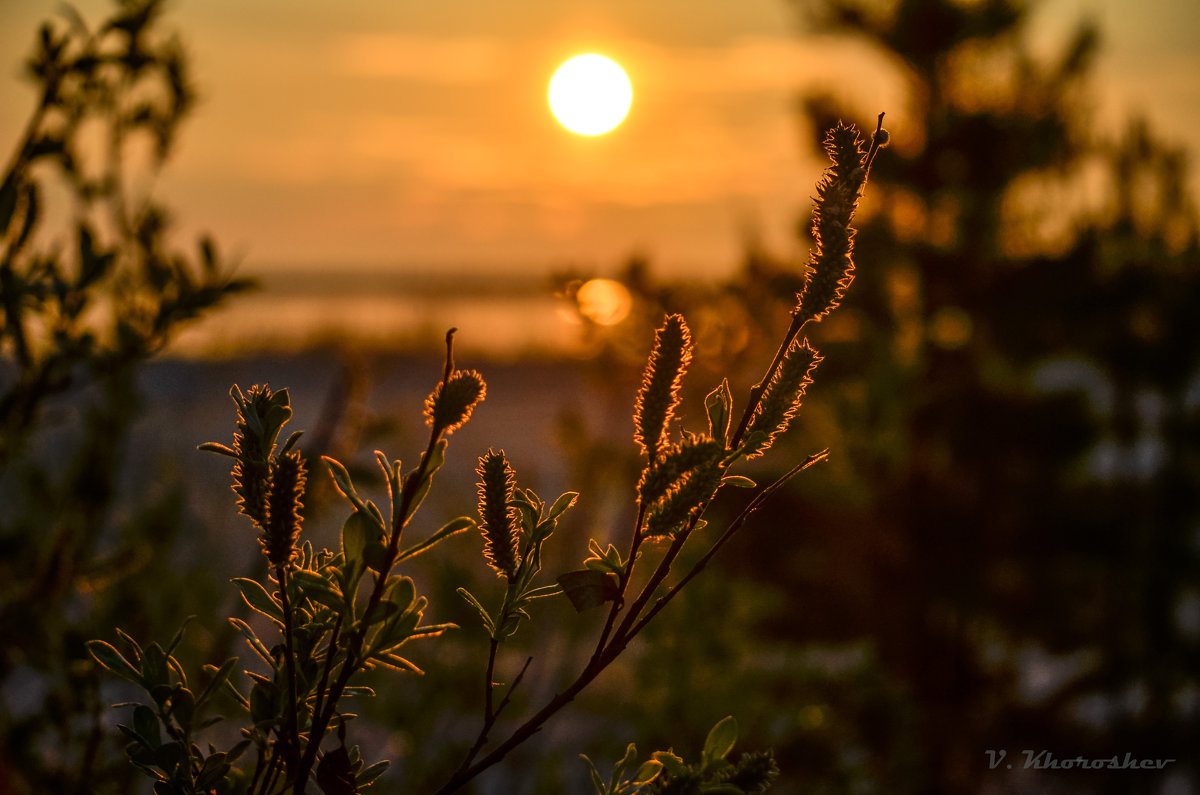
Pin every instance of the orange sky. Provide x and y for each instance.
(372, 132)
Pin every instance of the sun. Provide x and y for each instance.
(589, 95)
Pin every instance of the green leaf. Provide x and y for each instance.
(401, 592)
(258, 598)
(720, 740)
(371, 773)
(264, 703)
(437, 458)
(217, 680)
(343, 483)
(719, 404)
(562, 504)
(154, 667)
(489, 623)
(252, 639)
(541, 592)
(292, 440)
(738, 482)
(451, 527)
(211, 772)
(7, 201)
(595, 776)
(625, 761)
(588, 589)
(145, 725)
(183, 707)
(318, 589)
(647, 772)
(220, 449)
(114, 661)
(355, 537)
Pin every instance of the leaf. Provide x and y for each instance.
(219, 677)
(451, 527)
(588, 589)
(719, 404)
(292, 440)
(401, 592)
(720, 741)
(479, 608)
(371, 773)
(154, 667)
(318, 589)
(220, 449)
(343, 483)
(145, 725)
(595, 776)
(252, 639)
(183, 707)
(335, 775)
(738, 482)
(659, 393)
(355, 537)
(257, 597)
(114, 661)
(543, 592)
(7, 201)
(647, 772)
(437, 458)
(562, 504)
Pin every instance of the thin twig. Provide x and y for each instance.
(354, 647)
(735, 526)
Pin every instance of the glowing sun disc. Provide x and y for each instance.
(589, 95)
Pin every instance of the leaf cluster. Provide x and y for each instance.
(337, 614)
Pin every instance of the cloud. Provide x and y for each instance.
(425, 59)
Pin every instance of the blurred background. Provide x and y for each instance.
(1002, 551)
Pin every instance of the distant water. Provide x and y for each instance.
(292, 311)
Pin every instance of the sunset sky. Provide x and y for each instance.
(372, 133)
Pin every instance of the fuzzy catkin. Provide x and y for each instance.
(251, 473)
(659, 393)
(783, 396)
(832, 267)
(497, 514)
(450, 404)
(283, 508)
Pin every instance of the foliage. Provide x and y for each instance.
(1013, 401)
(335, 615)
(83, 309)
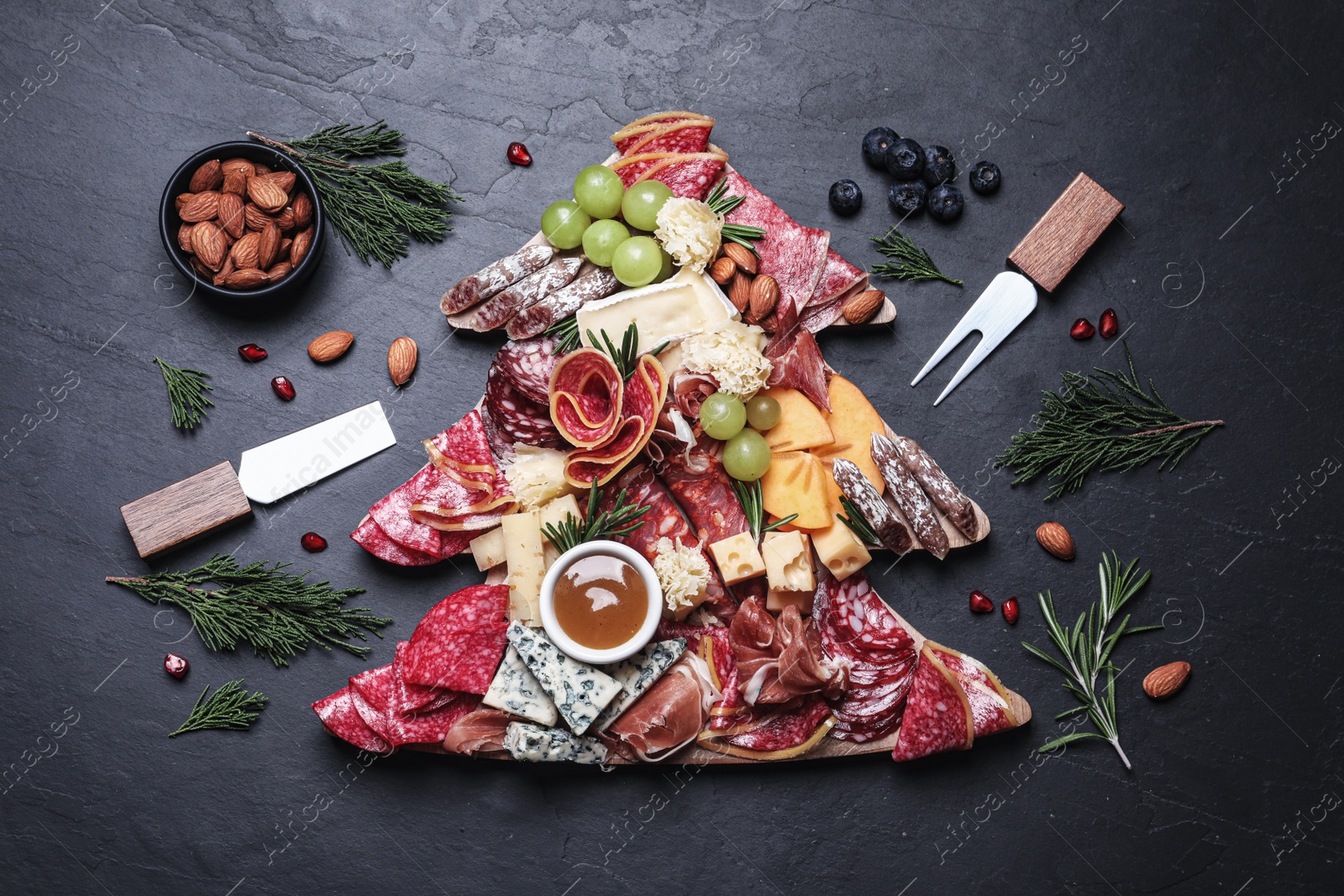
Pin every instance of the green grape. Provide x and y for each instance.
(564, 223)
(722, 416)
(642, 203)
(598, 191)
(746, 456)
(763, 412)
(638, 261)
(601, 239)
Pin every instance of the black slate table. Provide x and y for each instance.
(1214, 123)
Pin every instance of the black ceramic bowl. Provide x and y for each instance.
(170, 222)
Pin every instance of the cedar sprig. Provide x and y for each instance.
(753, 504)
(858, 523)
(1101, 422)
(276, 613)
(186, 394)
(721, 203)
(228, 710)
(375, 208)
(622, 519)
(1086, 652)
(907, 261)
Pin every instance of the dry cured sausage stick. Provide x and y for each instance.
(911, 499)
(947, 496)
(495, 278)
(870, 504)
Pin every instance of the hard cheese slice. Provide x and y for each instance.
(517, 692)
(578, 689)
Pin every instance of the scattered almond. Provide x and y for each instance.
(1057, 540)
(331, 345)
(1164, 681)
(401, 359)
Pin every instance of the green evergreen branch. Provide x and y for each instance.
(375, 208)
(276, 613)
(1101, 422)
(1086, 651)
(186, 394)
(909, 261)
(228, 708)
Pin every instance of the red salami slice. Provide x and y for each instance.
(340, 718)
(370, 537)
(937, 716)
(460, 641)
(515, 417)
(528, 364)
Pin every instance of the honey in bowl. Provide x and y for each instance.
(601, 600)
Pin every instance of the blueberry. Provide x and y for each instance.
(940, 165)
(985, 177)
(907, 196)
(846, 197)
(875, 145)
(945, 203)
(905, 159)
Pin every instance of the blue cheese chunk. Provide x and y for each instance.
(578, 691)
(638, 674)
(534, 743)
(517, 692)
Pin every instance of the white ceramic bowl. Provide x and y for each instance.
(651, 620)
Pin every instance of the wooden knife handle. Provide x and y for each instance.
(185, 511)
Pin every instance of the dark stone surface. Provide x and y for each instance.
(1226, 275)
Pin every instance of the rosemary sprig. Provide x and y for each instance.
━━━━━━━━
◆ **Work required**: An exact transcript of the listing is needed, free of pictures.

◆ **Reply to the exercise**:
Pin every instance of the orange sky. Provide x and y for each instance.
(372, 132)
Pin every instance of the sun. Provide x and y for each instance.
(589, 95)
Pin every instance of the green leaf. Provide x and y for each instance.
(401, 592)
(258, 598)
(720, 740)
(371, 773)
(264, 703)
(437, 458)
(217, 680)
(343, 483)
(719, 404)
(562, 504)
(154, 667)
(489, 623)
(252, 639)
(541, 592)
(292, 440)
(738, 482)
(451, 527)
(211, 772)
(7, 201)
(595, 776)
(625, 761)
(588, 589)
(145, 725)
(183, 707)
(318, 589)
(647, 772)
(220, 449)
(114, 661)
(355, 537)
Pin every instance of the leaf. Provide x and y for each instance.
(219, 677)
(451, 527)
(588, 589)
(719, 404)
(292, 440)
(401, 592)
(720, 741)
(479, 608)
(371, 773)
(154, 667)
(318, 589)
(220, 449)
(343, 483)
(145, 725)
(595, 776)
(252, 639)
(183, 707)
(335, 775)
(738, 482)
(659, 393)
(355, 537)
(257, 597)
(114, 661)
(543, 592)
(7, 201)
(647, 772)
(437, 458)
(562, 504)
Pin every instance of the thin twig. Provide x and y for each instance.
(354, 647)
(735, 526)
Pin every instance of the glowing sun disc. Provide x and y for each instance.
(589, 95)
Pin every instance of the leaf cluster. Provide x and y for each instance.
(337, 614)
Pin every instance of the cloud. Provide x and y for each instance.
(425, 59)
Pin every instance of the blurred background. Provide x and y for each instance.
(1002, 551)
Pin every instance of the distant water. Provide x and y for each instance.
(292, 311)
Pin every instance of the sunset sky. Provide x and y for each instance.
(372, 133)
Pin every instance of the fuzzy catkin. Provide x and y for each instance.
(251, 473)
(659, 393)
(783, 396)
(832, 267)
(497, 514)
(450, 404)
(283, 508)
Pin every instance of the foliage. Provide x and y for each instance.
(1013, 401)
(335, 615)
(83, 309)
Pin every instance of the green grape. Provide x and y for each instance.
(564, 223)
(722, 416)
(642, 203)
(598, 191)
(746, 456)
(763, 412)
(638, 261)
(601, 239)
Pin every instance of the black slate table. Provide x and y for each instance.
(1214, 123)
Pin every instance of the black ceramic bowl. Provide x and y for each instance.
(170, 222)
Pin every instance of the cedar sprig. Provide x and y for each instance.
(753, 504)
(858, 523)
(1101, 422)
(276, 613)
(186, 394)
(721, 203)
(228, 710)
(375, 208)
(622, 519)
(1086, 652)
(907, 261)
Pin every instance of the dry cured sausage stick. Provide x and y for each instance.
(911, 499)
(947, 496)
(495, 278)
(870, 504)
Pin every instance of the hard cheese slice. Provide x and y for each instance.
(517, 692)
(578, 689)
Pin every instance of the scattered almond. Provide x and y for each instance.
(1057, 540)
(331, 345)
(1164, 681)
(401, 359)
Pin every instance of the green evergreen branch. Provide x and y for each instance.
(375, 208)
(276, 613)
(1101, 422)
(1086, 651)
(186, 394)
(909, 261)
(228, 708)
Pin every instance of the red salami slice. Provide x and y for each instance.
(340, 718)
(370, 537)
(937, 716)
(460, 641)
(515, 417)
(528, 364)
Pin every instance of the honey in bowl. Provide x and y for each instance.
(601, 600)
Pin every instance of the blueberry. Provide x and y for each instance.
(940, 165)
(985, 177)
(907, 196)
(846, 197)
(875, 145)
(945, 203)
(905, 159)
Pin every instance of the blue cheese chunk. Provide x and y for each instance.
(578, 691)
(638, 674)
(534, 743)
(517, 692)
Pin every instance of the white ceramic bowl. Provide x and y for each instance.
(651, 620)
Pin every instance of the wooden knife handle. Provide x and y for each instance.
(185, 511)
Pin every instance of the dark stone surface. Provide x and y for each instance.
(1226, 275)
Pin every instance of the rosemary sprig. Provide x and y for each instance.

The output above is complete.